* **Exercise instructions**
Which lines in the entries below contain the string "player"? Select each of them and copy it out, treating case as significant.

[Data records]
========================

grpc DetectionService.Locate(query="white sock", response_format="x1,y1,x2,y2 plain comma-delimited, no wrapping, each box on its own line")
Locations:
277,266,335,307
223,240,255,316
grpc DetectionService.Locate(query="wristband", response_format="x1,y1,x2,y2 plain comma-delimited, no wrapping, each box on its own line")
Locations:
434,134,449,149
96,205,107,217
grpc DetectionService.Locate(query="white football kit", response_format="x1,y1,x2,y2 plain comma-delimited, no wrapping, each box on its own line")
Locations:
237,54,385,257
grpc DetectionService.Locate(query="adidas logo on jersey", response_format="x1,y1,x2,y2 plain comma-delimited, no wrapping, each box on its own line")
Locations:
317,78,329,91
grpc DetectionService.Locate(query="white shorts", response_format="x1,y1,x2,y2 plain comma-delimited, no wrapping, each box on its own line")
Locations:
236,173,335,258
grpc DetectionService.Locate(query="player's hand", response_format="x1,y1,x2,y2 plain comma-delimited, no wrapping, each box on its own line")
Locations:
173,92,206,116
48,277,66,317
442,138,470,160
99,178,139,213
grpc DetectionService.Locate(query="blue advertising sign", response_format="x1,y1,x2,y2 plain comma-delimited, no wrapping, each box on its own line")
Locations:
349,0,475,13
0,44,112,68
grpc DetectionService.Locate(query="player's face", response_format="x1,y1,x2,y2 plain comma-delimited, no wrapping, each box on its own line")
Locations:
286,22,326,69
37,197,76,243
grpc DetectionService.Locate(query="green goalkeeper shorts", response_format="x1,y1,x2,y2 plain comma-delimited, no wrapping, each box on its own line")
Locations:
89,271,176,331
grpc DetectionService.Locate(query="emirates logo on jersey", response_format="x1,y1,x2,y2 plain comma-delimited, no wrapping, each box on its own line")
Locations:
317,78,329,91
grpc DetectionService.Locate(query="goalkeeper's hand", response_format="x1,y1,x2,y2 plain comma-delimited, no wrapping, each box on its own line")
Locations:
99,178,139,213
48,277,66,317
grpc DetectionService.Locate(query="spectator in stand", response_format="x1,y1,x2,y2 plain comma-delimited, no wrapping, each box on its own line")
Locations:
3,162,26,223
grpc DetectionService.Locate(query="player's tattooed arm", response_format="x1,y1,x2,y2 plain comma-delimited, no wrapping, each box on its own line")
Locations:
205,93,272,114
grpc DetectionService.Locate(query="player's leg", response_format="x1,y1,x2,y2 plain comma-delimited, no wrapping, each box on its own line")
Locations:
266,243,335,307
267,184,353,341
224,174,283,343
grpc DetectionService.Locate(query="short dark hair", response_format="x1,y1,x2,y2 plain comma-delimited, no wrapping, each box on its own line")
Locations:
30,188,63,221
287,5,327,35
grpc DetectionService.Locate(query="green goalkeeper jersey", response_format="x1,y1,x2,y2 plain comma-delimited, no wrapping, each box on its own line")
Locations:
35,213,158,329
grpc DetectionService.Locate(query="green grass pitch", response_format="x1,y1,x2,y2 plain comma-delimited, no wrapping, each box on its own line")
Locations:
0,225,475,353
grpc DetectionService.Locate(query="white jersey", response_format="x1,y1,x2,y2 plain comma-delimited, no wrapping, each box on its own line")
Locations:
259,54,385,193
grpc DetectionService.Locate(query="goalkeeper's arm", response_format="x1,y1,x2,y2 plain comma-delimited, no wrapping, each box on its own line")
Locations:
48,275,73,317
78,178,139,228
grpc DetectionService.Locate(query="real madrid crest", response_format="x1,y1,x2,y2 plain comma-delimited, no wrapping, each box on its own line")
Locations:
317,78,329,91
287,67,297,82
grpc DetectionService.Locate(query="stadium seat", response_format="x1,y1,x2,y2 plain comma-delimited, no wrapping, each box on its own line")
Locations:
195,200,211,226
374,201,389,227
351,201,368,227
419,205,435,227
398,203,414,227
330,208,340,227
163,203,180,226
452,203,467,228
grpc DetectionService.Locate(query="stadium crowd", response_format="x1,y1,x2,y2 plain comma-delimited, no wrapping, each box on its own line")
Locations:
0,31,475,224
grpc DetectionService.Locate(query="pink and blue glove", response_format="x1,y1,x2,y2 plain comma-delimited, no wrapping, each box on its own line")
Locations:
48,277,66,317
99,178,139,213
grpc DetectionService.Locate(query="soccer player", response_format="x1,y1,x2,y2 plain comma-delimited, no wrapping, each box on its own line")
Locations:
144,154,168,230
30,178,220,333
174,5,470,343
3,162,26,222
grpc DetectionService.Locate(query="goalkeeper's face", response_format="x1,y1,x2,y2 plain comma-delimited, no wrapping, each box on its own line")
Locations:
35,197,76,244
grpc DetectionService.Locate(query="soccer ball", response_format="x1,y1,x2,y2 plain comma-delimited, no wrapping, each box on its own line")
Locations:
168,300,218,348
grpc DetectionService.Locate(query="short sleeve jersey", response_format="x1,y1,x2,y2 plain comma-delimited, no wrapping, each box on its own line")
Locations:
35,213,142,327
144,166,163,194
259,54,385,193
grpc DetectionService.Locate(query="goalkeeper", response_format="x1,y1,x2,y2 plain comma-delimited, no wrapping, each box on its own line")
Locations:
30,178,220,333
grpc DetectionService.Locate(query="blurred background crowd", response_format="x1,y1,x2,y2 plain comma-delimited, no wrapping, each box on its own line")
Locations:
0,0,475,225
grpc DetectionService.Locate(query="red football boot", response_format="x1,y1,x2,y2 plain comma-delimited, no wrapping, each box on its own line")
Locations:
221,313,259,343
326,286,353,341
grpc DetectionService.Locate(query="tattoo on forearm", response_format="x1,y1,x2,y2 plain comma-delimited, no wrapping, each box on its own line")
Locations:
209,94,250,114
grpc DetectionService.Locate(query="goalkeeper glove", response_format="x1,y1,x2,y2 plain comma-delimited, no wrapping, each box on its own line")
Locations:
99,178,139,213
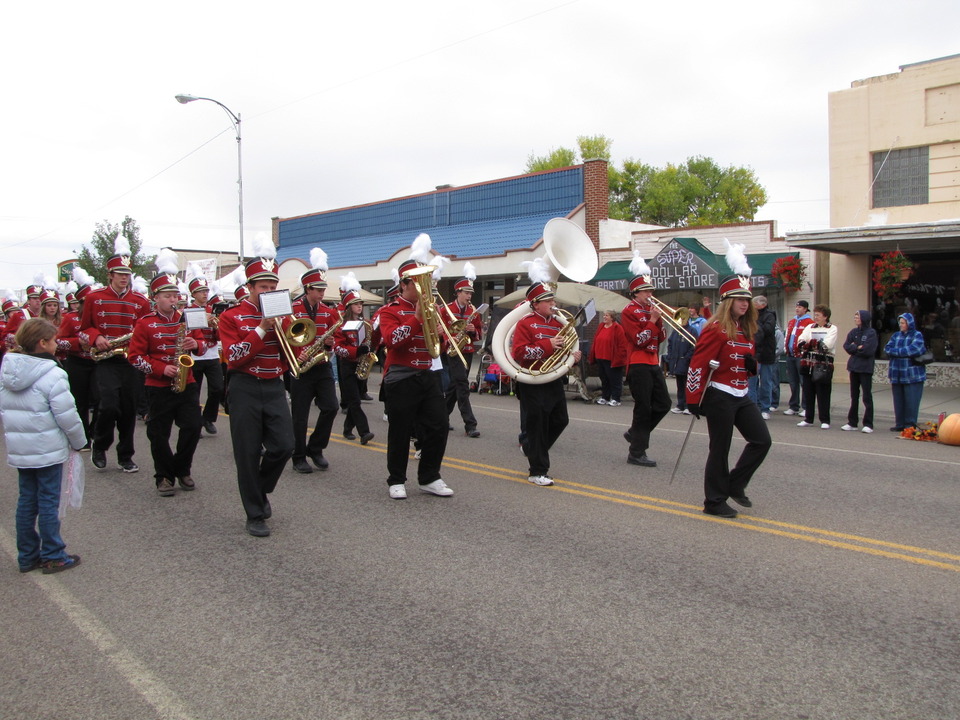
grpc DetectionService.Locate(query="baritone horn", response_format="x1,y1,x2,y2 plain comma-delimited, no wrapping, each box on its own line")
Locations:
649,295,697,345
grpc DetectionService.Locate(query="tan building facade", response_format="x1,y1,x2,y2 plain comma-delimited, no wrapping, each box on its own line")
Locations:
786,55,960,385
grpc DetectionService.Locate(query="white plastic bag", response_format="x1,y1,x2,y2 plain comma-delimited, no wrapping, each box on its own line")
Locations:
58,450,83,520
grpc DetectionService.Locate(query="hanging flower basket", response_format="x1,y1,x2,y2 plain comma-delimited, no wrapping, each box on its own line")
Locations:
873,250,913,300
770,255,807,292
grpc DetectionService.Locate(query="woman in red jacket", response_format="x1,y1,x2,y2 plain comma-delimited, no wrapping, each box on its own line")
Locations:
687,276,771,518
589,310,630,406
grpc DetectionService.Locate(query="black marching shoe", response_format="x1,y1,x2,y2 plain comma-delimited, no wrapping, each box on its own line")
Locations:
703,503,737,518
293,458,313,475
627,453,657,467
247,520,270,537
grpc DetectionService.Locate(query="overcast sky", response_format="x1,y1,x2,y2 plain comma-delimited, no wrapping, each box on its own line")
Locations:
0,0,960,289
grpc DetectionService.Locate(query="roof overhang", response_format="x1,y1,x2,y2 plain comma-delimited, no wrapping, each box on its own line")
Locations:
784,220,960,255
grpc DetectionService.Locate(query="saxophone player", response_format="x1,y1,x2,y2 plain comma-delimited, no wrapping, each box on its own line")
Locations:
511,276,580,486
127,249,206,497
80,231,150,473
290,248,340,473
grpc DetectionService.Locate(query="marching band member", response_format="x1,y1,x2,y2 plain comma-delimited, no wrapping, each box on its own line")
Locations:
444,262,483,437
57,266,99,450
379,240,453,500
80,236,150,473
187,263,223,435
687,245,771,518
4,273,43,350
290,248,340,473
335,280,373,445
620,250,671,467
511,258,580,486
220,243,293,537
127,248,206,497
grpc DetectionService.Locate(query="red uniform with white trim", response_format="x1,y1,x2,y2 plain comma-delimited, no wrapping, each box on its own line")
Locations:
127,310,207,387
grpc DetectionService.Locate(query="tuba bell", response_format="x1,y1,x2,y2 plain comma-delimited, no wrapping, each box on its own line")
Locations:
490,218,600,385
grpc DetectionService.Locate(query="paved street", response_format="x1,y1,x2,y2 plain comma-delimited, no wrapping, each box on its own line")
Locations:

========================

* **Answer below**
grpc DetectionService.Locate(query="player's hand", response_format="x1,y1,x2,y2 plain comma-delimited, no wrapping, each box on its own line")
grpc DetectionService.Locate(query="player's face", response_format="x1,y1,x2,y2 plain comma-delimited, no wrapping, each box on its own line")
grpc DetectionService.Locate(query="player's tattooed arm", response_format="x1,y1,x2,y2 plain comma-delimited, no wrapping, each box on its own line")
grpc DetectionService.Locate(query="player's leg", response_format="x1,y1,x2,y2 plain comma-delimited, no wrapping, each box on its own line")
grpc DetectionService.Locate(query="soccer player", response_format="x1,y1,x2,y2 plain comma-delimited, no wrapping, each box on its own line")
grpc DetectionService.Locate(query="saxophone player", response_format="x1,y1,x2,y2 plain comma-delimited, no wrapping, each box on its own line")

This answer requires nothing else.